### Supplied passage

= Zanobi Canovai =

Italian painter and draughtsman (1824–1877)

Zanobi Canovai (13 October 1824 – October 1877) was an Italian painter and draughtsman.

== Biography==
Zanobi Gaetano Canovai was born in Florence on 13 October 1824 from Giosia Canovai, public employee, and Rosa Odett. As a pupil, he studied at the Piarists schools and privately followed some courses of drawing before enrolling in the Accademia di Belle Arti di Firenze, where he attended from 1839 to 1848 the courses of Giuseppe Bezzuoli and Enrico Pollastrini. After the academic essays on an epic-religious theme, he followed a literary historical direction with paintings that he exhibited in some important locations and art galleries in Florence. Among his paintings we can remember: "The slavery of the Jews on the banks of the rivers of Babylon" (1852), "Blind Galileo Galilei dictated to Viviani the theorem on the fall of the grave" (1854), "Dante Alighieri and Virgil meet Casella (Divine Comedy)" (first prize in Gallery of Modern Art, Florence in 1855). In 1848, he participated as a volunteer in the Revolutions of 1848 and was arrested and locked up in the prison of Terezín. In 1861, he was appointed assistant of Enrico Pollastrini, who was the director of the Accademia di Belle Arti of Florence and teacher of painting and drawing, a position he held until 1874. Among his students, we can remember Egisto Ferroni, Francesco Gioli, Giuseppe Bellucci and Tito Lessi. In this period, he had his atelier in Florence, via Ricasoli 54. He was also the author of religious paintings for public customers such as "The baptism of Jesus", exhibited in 1861 in Florence, for the parish church of San Giovanni a Sugana and "Madonna and Child Enthroned with Saints Lorenzo and Zanobi", in the romantic climate of Renaissance Revival historicism, for the third chapel of San Lorenzo, Florence under the patronage of the house of Altoviti in 1877. In his career, he won some important prizes such as the first prize with the oil sketch "Jupiter dressed as a pilgrim receives hospitality in Philemon's house" in 1847, the first prize for the drawing "The count Ugolino della Gherardesca, arrested by order of archbishop Ruggeri" in 1849. He died in Florence in October 1877.

### Assignment
Pick up the biographical article on the painter Zanobi Canovai after its final sentence and continue it.

[Entries drawn from a collection]
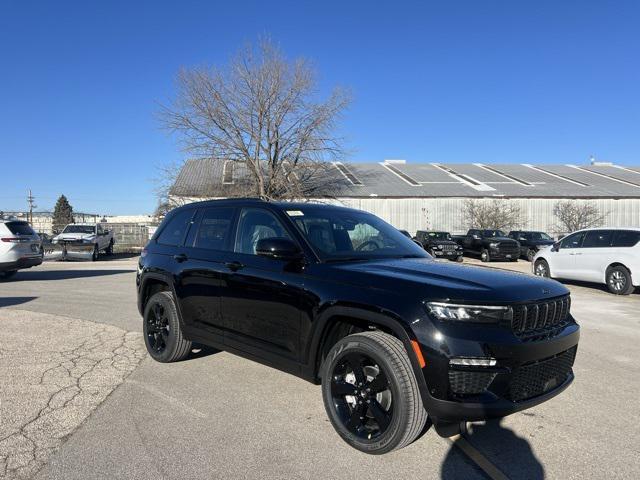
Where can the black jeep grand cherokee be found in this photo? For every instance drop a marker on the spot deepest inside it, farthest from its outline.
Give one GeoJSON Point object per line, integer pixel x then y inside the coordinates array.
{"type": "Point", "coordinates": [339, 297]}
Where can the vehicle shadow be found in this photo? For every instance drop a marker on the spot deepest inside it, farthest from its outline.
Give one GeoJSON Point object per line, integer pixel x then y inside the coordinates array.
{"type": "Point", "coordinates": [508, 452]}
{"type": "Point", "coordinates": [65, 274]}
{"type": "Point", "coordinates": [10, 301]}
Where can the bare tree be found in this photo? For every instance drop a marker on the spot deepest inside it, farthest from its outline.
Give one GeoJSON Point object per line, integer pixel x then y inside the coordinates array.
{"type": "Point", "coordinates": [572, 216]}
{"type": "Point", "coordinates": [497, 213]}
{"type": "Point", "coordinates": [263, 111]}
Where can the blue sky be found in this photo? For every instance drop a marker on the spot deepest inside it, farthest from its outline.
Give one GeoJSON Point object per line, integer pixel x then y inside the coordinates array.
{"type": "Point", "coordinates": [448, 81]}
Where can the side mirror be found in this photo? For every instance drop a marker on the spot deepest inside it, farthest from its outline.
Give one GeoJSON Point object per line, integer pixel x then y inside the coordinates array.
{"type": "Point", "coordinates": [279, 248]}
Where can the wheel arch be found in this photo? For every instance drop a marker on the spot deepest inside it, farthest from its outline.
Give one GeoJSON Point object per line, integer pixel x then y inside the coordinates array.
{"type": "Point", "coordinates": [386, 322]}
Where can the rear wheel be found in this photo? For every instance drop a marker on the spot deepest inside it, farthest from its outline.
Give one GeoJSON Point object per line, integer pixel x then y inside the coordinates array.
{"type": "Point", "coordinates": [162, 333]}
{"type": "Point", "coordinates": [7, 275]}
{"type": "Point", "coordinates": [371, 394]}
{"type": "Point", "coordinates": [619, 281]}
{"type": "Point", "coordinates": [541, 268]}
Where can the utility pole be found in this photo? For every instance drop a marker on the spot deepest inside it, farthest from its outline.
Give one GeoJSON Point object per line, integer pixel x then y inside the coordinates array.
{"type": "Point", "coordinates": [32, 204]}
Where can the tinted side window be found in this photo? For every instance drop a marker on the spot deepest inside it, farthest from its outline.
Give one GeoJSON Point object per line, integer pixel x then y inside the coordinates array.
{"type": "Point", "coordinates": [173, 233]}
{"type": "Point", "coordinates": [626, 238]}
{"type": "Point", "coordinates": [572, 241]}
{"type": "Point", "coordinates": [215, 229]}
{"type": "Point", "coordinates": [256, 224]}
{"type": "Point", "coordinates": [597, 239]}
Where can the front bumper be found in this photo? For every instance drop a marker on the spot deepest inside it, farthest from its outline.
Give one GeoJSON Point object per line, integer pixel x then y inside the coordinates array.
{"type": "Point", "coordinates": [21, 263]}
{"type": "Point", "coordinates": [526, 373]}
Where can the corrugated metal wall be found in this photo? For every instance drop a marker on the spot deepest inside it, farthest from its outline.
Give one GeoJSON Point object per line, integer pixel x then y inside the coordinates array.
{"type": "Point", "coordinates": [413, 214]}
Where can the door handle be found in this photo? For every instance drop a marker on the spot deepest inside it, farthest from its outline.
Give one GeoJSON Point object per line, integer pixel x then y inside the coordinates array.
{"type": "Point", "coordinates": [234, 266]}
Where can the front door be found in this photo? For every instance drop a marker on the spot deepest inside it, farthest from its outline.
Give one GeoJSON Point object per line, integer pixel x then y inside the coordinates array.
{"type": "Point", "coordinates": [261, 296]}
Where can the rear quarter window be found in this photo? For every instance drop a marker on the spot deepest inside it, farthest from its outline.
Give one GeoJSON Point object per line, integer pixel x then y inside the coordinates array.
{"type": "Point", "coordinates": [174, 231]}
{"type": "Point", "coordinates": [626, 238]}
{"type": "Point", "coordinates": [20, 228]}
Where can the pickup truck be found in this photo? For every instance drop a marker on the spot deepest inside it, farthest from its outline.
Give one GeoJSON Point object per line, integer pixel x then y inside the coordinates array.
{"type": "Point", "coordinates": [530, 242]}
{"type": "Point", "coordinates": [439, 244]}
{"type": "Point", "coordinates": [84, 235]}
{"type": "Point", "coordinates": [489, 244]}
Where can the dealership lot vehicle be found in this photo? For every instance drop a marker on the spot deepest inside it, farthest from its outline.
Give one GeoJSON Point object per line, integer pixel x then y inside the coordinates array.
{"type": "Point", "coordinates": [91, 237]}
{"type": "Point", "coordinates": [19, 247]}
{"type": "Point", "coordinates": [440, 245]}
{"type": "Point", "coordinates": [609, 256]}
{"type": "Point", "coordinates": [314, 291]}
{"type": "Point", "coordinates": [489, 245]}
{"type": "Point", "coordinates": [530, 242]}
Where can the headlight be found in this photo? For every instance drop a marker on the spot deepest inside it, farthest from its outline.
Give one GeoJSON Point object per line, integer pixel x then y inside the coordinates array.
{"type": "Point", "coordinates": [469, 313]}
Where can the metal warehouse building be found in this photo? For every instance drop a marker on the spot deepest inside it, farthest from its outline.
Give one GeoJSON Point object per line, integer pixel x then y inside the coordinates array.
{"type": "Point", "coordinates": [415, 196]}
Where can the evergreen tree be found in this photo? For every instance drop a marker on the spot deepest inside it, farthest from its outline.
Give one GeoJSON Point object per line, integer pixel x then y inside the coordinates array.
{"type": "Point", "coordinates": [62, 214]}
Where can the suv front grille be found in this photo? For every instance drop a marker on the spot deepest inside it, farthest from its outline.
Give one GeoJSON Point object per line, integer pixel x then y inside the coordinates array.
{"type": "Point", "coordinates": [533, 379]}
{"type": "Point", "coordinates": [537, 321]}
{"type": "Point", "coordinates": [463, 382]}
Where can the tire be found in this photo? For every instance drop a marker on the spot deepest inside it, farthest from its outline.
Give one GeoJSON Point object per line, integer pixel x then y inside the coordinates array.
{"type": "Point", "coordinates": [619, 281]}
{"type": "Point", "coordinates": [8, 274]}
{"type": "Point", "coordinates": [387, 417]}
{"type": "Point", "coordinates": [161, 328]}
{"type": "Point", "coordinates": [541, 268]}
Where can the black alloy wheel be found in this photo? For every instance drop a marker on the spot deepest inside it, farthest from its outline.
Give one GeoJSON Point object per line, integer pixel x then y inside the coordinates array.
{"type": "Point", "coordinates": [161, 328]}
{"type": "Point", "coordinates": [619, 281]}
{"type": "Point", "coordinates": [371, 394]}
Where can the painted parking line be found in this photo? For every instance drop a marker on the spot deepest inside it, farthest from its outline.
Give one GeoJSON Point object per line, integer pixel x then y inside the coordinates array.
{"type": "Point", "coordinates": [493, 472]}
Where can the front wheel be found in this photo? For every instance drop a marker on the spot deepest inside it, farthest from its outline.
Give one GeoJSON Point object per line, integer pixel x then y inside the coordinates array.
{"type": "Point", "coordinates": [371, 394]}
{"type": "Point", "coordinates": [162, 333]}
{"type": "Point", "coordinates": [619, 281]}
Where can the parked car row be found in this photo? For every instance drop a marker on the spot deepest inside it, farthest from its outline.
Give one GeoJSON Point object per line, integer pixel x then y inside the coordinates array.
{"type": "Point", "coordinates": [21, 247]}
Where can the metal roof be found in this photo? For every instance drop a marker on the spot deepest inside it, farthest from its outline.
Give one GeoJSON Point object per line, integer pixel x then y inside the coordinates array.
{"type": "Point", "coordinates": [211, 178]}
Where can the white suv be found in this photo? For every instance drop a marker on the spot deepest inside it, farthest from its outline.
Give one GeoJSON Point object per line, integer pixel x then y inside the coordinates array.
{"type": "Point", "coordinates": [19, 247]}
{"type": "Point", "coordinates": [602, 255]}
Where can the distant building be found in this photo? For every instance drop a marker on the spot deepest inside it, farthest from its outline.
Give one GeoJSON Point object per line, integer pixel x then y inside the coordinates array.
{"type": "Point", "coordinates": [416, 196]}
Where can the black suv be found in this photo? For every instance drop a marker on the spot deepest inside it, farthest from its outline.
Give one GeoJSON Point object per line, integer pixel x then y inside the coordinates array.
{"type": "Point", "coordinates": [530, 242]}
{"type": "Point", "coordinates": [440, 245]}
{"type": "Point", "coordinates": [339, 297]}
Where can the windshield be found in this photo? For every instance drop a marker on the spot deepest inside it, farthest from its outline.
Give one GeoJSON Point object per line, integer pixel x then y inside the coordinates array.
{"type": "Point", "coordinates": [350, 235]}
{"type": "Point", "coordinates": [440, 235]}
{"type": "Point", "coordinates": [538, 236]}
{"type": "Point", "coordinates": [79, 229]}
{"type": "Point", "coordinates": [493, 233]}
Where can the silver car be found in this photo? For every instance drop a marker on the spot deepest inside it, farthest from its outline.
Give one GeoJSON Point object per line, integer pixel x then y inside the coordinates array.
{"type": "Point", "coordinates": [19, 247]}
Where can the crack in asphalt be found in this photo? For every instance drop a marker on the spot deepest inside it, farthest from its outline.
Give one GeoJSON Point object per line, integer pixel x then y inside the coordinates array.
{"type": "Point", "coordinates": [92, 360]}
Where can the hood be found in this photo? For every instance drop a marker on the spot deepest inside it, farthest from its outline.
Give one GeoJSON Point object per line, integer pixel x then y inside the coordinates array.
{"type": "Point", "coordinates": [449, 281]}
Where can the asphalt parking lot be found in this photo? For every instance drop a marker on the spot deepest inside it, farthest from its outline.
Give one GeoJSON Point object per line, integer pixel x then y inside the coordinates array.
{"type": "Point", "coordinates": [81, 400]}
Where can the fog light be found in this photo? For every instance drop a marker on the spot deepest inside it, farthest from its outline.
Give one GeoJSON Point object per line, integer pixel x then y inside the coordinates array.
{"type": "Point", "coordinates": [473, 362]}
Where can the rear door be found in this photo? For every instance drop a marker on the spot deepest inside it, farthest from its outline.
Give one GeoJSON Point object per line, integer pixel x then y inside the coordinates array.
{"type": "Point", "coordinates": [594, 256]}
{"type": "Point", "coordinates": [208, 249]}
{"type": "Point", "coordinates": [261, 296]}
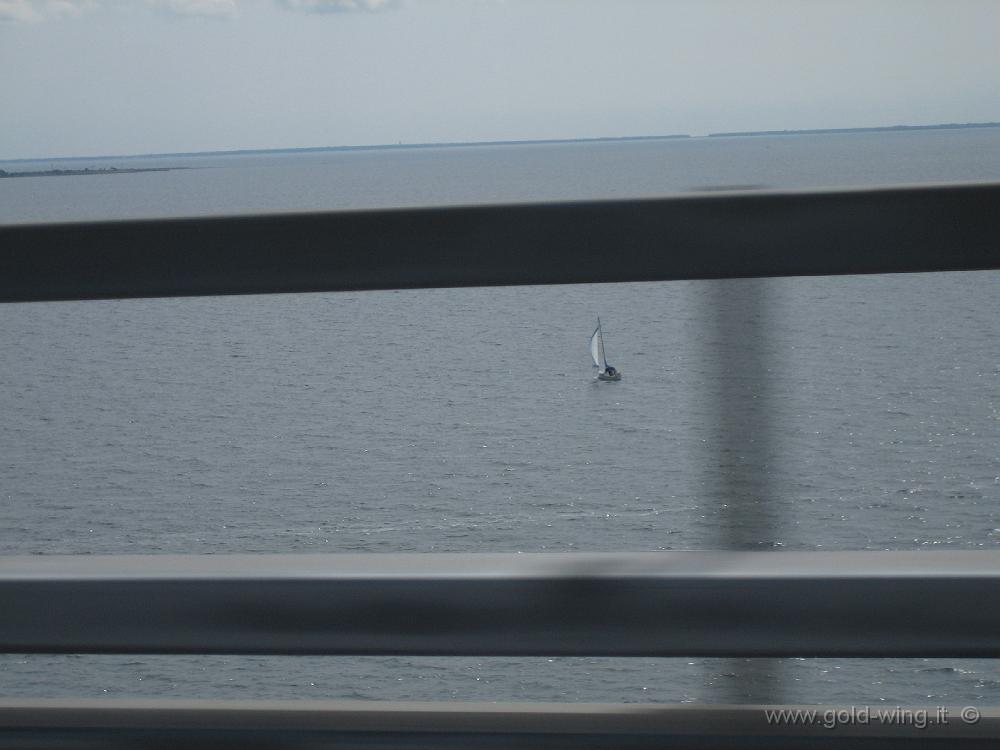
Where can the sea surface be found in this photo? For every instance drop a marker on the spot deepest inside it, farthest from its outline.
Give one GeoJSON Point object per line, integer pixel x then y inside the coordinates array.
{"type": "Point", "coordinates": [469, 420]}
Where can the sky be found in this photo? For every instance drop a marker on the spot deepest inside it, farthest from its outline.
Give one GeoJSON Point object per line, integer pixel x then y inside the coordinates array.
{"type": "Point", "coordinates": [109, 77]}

### Result of this exercise
== Artwork==
Zanobi Canovai painted with sentimental and emotional tone following the classical references of the masters of the sixteenth and seventeenth centuries. He was an extremely cultured painter with an impeccable technique that was never icy and coldly blocked by sterile idealizations but characterized by a subtle romantic vein. A romanticism that enlivens works with mythological, epic and historical themes.

== Works==
- "Blind Galileo Galilei dictated to Viviani the theorem on the fall of the grave", dated 1854, oil on canvas.
- "Dante and Virgil meet Casella" dated 1855, oil on canvas.
- "The slavery of the Jews on the banks of the rivers of Babylon" dated 1852, oli on canvas.
- "The baptism of Jesus", dated 1861, oil on canvas, Pieve di San Giovanni in Sugana.
- "Madonna and Child Enthroned with Saints Lorenzo and Zanobi", dated 1877, oil on canvas, San Lorenzo church in Florence.
- "The count Ugolino arrested by order of archbishop Ruggeri" dated 1849, drawing.
- "Jupiter dressed as a pilgrim receives hospitality in Philemon's house" dated 1847, oli on canvas.
- "Sappho", dated 1869, drawing and watercolor on card.
- Notebook of sixty-nine sheets of blue paper, with drawings of various subjects and techniques. Gabinetto dei disegni e delle stampe inside Uffizi.